▶ To be done: Revise everything from the line containing "of the umbrella" down to the line containing "<point>1014,522</point>", putting "landmark" in place of "keypoint" and leaving the rest unchanged.

▶ Data provided:
********************
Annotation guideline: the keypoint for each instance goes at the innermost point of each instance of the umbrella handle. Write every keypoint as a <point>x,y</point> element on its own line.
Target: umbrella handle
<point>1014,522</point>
********************
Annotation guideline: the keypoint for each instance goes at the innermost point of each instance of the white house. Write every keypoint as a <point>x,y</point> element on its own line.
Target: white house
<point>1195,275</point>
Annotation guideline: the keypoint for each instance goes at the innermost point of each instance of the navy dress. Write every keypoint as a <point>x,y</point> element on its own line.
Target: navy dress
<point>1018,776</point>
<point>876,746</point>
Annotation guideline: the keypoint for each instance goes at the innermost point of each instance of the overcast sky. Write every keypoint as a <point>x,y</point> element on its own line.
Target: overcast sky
********************
▶ Written answer:
Annotation guideline: the landmark for each instance goes at the innermost point of each instance of the umbrella handle. Write every landmark as a <point>x,y</point> element on its own line.
Target: umbrella handle
<point>1014,522</point>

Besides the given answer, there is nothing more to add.